*** Selected text Section Begins ***
In a study published in the Journal of Anthropological Archaeology in December 2017, Christine Cave and Marc Oxenham explain that how people are treated in death reflects how they were perceived in life. Upon examining the treasure that people were buried with across three centuries, they found that female graves tended to have high-status objects which represented beauty, such as gemstones, rings, and brooches. Meanwhile, male tombs were filled with tools and artifacts of martial power, like spears, axes, goblets, and tweezers. And while men tended to accumulate more items with increased age, the opposite was true of women. In short, “older women on the whole were shown less respect in death than their male counterparts,” they write. “Aging in Anglo-Saxon England was a gendered process.”

The anthropologists note that the treasures with which women were buried also show that beauty was seen as more important for women than for men: “beauty, for both men and women, declines with age, but only in women is this key identity displayed in the burial ritual.” They also point out that martial ability, like beauty, decreases with age, so the swords and spears in male graves were likely symbolic. But somehow the decline in men’s physical vigor was overlooked.
*** Selected text Section Ends ***
» **Questions to answer**:
**a.** From the Anglo-Saxon burial text, extract the passage starting at "The anthropologists note" and ending at "vigor was overlooked.".
**b.** According to the Anglo-Saxon burial text, what kinds of objects tended to be found in female graves?
*** Supplied entries Section Begins ***
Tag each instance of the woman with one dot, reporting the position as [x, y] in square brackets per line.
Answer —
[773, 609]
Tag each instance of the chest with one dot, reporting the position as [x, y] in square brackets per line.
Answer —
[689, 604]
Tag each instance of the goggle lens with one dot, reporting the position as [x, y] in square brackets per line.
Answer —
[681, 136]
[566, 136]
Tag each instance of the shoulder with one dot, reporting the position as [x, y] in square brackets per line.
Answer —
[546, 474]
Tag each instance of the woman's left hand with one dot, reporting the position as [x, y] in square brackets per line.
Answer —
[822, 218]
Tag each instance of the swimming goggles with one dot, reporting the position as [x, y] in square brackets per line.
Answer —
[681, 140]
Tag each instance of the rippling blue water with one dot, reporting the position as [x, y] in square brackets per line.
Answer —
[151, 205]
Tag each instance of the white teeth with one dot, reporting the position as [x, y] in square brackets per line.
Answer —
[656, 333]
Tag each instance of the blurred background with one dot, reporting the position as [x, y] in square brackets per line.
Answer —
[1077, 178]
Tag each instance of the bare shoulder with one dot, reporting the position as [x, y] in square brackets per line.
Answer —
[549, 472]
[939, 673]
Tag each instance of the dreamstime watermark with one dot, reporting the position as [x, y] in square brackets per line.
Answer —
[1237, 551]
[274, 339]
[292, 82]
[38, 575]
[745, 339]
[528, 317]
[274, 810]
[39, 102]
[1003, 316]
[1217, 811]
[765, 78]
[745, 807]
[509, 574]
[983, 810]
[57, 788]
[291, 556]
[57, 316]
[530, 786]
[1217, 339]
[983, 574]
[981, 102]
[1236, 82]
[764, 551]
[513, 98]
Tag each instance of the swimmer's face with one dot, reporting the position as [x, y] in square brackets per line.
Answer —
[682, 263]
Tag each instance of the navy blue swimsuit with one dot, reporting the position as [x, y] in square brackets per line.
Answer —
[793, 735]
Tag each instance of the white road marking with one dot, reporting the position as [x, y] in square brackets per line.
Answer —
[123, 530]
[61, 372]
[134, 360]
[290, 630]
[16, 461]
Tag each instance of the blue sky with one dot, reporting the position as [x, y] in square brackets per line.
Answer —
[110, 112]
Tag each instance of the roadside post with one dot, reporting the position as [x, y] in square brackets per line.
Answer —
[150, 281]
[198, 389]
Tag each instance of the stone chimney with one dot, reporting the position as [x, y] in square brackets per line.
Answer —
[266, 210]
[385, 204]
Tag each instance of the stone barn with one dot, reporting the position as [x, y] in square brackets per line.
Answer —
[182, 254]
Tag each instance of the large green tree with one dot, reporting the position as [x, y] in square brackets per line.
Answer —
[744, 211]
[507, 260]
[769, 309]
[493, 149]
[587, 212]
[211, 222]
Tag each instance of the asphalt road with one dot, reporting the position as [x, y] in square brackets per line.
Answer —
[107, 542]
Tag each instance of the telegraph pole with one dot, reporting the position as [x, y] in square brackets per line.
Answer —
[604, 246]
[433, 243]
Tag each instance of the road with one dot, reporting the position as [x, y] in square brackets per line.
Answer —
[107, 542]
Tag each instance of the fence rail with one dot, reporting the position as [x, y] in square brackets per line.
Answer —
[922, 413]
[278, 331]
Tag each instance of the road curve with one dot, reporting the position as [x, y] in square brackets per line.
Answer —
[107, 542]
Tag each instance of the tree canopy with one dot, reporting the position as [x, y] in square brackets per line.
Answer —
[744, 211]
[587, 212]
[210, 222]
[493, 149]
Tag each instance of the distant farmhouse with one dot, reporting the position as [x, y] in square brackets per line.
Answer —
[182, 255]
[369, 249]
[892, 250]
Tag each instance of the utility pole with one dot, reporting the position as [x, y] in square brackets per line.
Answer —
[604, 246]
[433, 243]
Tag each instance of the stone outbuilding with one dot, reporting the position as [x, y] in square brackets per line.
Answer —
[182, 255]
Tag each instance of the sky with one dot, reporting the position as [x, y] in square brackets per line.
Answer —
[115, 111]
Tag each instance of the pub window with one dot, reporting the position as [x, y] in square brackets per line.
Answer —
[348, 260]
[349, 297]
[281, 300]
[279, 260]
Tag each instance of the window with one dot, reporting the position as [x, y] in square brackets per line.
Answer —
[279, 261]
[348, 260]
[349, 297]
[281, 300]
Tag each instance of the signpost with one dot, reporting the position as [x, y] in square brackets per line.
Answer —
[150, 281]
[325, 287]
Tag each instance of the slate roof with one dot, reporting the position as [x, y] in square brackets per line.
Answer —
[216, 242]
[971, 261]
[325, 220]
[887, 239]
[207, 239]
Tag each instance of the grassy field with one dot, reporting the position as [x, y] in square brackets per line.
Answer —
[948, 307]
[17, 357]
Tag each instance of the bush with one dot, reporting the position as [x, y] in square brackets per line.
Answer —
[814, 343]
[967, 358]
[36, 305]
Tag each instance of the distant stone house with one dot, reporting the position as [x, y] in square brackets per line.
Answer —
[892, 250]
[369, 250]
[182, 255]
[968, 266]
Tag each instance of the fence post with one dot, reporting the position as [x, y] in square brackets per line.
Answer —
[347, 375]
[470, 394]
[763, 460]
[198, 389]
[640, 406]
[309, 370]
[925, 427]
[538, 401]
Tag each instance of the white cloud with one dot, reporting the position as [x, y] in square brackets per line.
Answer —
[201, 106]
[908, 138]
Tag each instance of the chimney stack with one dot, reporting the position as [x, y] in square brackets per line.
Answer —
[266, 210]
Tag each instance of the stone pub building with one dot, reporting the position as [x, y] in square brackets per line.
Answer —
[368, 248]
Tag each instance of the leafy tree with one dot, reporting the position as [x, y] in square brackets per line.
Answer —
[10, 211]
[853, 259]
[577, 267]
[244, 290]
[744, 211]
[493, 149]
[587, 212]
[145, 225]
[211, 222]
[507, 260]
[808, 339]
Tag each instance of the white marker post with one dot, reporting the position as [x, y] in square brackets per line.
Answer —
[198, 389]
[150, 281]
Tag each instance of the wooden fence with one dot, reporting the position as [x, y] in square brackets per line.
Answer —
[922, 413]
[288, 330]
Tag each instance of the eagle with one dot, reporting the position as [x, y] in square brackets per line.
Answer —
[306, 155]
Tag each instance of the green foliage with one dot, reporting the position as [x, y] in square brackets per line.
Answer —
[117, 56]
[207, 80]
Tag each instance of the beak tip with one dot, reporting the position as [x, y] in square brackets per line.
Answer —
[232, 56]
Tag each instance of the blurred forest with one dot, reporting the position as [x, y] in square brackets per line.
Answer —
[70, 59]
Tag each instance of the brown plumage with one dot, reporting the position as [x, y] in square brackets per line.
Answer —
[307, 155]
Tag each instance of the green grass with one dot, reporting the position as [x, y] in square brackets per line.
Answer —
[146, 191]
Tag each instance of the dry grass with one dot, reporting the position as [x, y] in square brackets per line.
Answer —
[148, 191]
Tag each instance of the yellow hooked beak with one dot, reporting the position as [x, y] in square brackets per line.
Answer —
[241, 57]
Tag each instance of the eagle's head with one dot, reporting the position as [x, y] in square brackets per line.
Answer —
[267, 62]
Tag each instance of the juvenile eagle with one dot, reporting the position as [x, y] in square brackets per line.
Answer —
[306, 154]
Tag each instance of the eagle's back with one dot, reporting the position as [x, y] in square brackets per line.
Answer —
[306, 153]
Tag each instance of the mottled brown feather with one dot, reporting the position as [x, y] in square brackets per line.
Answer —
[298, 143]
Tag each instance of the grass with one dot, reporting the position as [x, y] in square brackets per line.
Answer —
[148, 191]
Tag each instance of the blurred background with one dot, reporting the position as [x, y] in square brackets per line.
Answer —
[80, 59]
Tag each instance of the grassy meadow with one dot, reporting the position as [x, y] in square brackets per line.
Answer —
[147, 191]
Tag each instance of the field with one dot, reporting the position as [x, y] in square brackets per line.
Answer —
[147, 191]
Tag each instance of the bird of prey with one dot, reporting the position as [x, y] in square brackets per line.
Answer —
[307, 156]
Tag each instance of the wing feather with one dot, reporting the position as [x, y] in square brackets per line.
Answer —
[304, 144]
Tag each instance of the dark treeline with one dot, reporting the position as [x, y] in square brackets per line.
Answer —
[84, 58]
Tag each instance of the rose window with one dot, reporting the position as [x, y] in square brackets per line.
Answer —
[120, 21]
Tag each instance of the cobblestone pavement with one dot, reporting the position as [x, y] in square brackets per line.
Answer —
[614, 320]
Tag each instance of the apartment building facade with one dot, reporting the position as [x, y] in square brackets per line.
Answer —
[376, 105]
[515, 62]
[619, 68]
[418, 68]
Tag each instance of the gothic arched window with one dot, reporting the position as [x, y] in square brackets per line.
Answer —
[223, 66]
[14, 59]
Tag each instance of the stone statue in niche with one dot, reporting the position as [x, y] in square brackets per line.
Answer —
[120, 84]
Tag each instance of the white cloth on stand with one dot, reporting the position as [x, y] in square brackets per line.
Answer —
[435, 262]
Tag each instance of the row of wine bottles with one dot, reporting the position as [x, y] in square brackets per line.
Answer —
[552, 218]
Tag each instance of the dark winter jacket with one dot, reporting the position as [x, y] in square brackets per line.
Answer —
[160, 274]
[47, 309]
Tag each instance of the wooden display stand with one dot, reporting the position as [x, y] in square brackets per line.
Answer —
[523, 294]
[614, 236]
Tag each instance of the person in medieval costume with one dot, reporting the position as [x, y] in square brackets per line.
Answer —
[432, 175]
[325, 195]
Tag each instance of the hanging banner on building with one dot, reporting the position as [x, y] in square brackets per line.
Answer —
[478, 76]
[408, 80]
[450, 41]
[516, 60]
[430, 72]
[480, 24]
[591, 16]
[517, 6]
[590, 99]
*** Supplied entries Section Ends ***
» **Responses per task**:
**a.**
The anthropologists note that the treasures with which women were buried also show that beauty was seen as more important for women than for men: “beauty, for both men and women, declines with age, but only in women is this key identity displayed in the burial ritual.” They also point out that martial ability, like beauty, decreases with age, so the swords and spears in male graves were likely symbolic. But somehow the decline in men’s physical vigor was overlooked.

**b.** High-status objects that represented beauty, such as gemstones, rings, and brooches.